**Aim:** Copy out every line in the entries below that contains the string "test". Case counts.

**Material for this exercise:**

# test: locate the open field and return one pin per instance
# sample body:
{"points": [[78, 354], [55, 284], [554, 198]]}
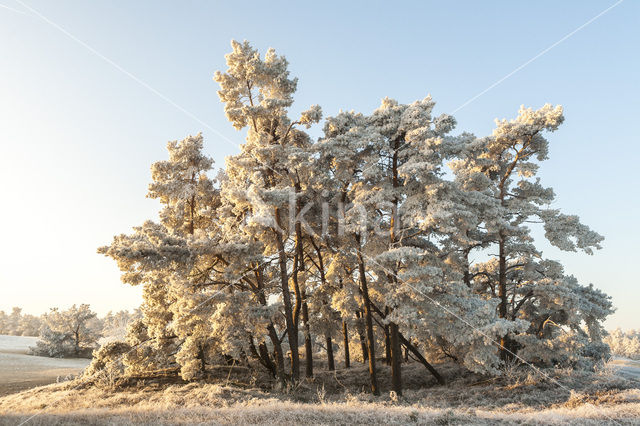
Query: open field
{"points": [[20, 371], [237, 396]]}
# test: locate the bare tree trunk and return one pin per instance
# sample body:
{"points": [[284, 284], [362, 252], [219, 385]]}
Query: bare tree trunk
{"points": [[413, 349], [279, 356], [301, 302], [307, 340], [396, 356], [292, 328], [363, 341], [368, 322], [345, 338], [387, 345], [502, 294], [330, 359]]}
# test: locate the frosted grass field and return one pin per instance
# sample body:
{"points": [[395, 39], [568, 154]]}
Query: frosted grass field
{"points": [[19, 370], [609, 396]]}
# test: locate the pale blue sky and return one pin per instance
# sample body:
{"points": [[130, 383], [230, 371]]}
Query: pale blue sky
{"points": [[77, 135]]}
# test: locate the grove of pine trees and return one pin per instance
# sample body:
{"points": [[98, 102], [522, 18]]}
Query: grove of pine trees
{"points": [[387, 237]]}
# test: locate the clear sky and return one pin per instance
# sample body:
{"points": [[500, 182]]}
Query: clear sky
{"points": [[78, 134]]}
==
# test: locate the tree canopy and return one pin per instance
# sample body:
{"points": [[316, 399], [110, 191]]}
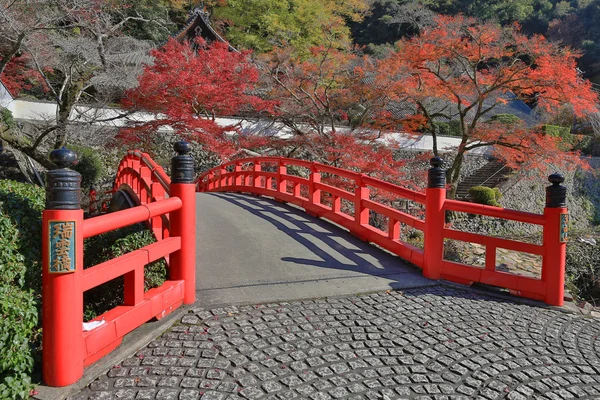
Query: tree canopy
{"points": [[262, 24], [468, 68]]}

**Answer to the exercise:**
# test: locate the open field and return one pin per instance
# test: locate the bare tree trunk and return one pin per instance
# test: locate the frosted grass field and return one pin per instance
# test: locate the pale blue sky and return one pin per instance
# test: locate the grove of pine trees and return one pin per instance
# test: locate the clear sky and return one pin per instance
# test: locate the tree canopy and return one pin per instance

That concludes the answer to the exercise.